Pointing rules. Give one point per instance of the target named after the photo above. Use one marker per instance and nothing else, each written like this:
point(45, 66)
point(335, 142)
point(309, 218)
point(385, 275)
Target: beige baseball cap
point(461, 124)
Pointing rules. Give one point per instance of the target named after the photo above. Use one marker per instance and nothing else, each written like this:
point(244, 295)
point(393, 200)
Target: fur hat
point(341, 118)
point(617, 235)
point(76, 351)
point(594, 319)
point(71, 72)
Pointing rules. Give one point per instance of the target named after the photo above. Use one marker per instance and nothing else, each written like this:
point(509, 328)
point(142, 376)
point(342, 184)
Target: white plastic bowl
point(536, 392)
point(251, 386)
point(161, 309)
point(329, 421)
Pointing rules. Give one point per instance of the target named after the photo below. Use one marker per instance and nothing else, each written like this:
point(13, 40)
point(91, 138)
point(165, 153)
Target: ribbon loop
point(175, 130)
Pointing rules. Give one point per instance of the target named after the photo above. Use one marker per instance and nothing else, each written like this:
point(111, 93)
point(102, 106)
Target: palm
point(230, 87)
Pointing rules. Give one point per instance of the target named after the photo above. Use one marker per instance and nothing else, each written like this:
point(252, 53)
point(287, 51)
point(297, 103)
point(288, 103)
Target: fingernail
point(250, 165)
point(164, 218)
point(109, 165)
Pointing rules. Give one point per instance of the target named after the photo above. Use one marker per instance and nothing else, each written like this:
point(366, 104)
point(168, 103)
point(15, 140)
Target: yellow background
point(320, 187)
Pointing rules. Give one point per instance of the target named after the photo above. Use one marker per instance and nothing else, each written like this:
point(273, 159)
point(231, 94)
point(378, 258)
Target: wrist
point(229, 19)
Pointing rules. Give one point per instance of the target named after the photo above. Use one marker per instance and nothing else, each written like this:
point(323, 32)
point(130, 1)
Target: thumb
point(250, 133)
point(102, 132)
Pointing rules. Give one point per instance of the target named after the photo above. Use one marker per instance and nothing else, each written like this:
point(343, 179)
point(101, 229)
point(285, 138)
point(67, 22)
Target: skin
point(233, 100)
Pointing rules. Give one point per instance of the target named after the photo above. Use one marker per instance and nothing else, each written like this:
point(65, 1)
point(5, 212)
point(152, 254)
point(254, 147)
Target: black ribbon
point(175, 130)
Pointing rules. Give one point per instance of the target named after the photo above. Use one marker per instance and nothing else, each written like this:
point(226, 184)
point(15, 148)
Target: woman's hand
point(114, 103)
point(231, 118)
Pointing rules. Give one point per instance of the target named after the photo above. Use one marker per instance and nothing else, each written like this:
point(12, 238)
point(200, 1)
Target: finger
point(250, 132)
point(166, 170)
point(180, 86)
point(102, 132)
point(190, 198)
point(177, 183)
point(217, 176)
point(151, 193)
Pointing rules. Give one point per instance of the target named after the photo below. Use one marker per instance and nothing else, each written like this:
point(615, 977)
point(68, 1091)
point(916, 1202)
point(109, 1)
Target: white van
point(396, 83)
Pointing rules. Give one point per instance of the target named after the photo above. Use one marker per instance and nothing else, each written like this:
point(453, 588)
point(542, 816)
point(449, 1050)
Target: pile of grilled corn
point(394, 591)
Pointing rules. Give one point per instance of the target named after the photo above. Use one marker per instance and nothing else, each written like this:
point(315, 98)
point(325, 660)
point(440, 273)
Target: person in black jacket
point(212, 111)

•••

● DIRECTIONS:
Each line shown above needs to be transcribed exactly.

● PROBLEM SOLUTION:
Pointing rules. Give one point per instance of the target named after the photo above. Use one marker per instance and nothing else, each written like this:
point(45, 66)
point(335, 142)
point(309, 218)
point(385, 275)
Target: beige baseball cap
point(461, 124)
Pointing rules. Give one point per instance of the target named after the photo above. Use one marker per instance and nothing else, each written like this:
point(244, 295)
point(393, 200)
Target: fur hat
point(341, 118)
point(617, 235)
point(76, 351)
point(594, 319)
point(71, 72)
Pointing rules. Give one point per instance of the target named after the photo above. Use one marker per instance and nothing else, each written like this:
point(509, 328)
point(142, 376)
point(342, 184)
Target: white plastic bowl
point(536, 392)
point(251, 386)
point(161, 309)
point(329, 421)
Pointing rules. Give one point per instance of the target named after the photo below. Use one marker per instance and nothing else, each written like this:
point(13, 40)
point(91, 138)
point(165, 153)
Target: ribbon loop
point(175, 130)
Pointing rules. Give one point per instance of the target named after the photo above. Use one marker per instance and nothing else, each written like this:
point(111, 93)
point(102, 106)
Target: palm
point(230, 87)
Pointing rules. Give one point per instance of the target named after the photo above. Use one marker per instance and nothing else, each written like this:
point(252, 53)
point(287, 51)
point(297, 103)
point(288, 103)
Target: fingernail
point(250, 165)
point(164, 218)
point(109, 165)
Pointing rules. Give one point per instance of the target named after the photo above. Use one marker per instance and nothing else, each written like this:
point(366, 104)
point(168, 103)
point(15, 140)
Target: yellow background
point(320, 187)
Pointing rules. Give one point per instance of the target named after the photo above. Use one marker per instance and nothing else, each written like this:
point(273, 159)
point(231, 94)
point(378, 258)
Target: wrist
point(229, 19)
Pointing rules. Give one point per instance of the target named after the photo above. Use one marker per instance and nothing else, each written like this:
point(323, 32)
point(130, 1)
Target: thumb
point(250, 133)
point(102, 132)
Pointing rules. Give one point per instance of the target named after the photo above. Use one marker per instance and nothing else, each written like this:
point(343, 179)
point(101, 229)
point(285, 138)
point(67, 22)
Target: skin
point(233, 100)
Pointing rules. Give one point per instance of the target named after the photo above. Use one marker per instance and nothing else, each written like this:
point(65, 1)
point(5, 212)
point(152, 254)
point(254, 147)
Target: black ribbon
point(175, 130)
Pointing rules. Give one point per instance of the target named after the photo above. Use one marker per instance and nothing else, each written like this:
point(226, 184)
point(15, 148)
Target: woman's hand
point(114, 103)
point(231, 118)
Pointing rules. Give one point per instance of the target named after the photo above. Use one marker per instance and nothing else, each written like this:
point(12, 238)
point(200, 1)
Target: finger
point(250, 132)
point(166, 170)
point(180, 86)
point(102, 132)
point(190, 198)
point(177, 183)
point(217, 176)
point(151, 193)
Pointing rules. Give one point per instance of the target named after the photo below. Use one marker per instance and nothing else, each written like this:
point(615, 977)
point(68, 1091)
point(916, 1202)
point(109, 1)
Target: white van
point(396, 83)
Pointing rules. Give one point per instance of the target named after the photo above. Use one marker per instance and nothing else, each written like this:
point(453, 588)
point(542, 816)
point(449, 1050)
Target: pile of grilled corn
point(394, 591)
Pointing rules. Give one point per instance of the target named after the photo above. Use one marker per instance and nothing else, each written like this:
point(315, 98)
point(325, 660)
point(440, 273)
Target: person in black jacket
point(212, 111)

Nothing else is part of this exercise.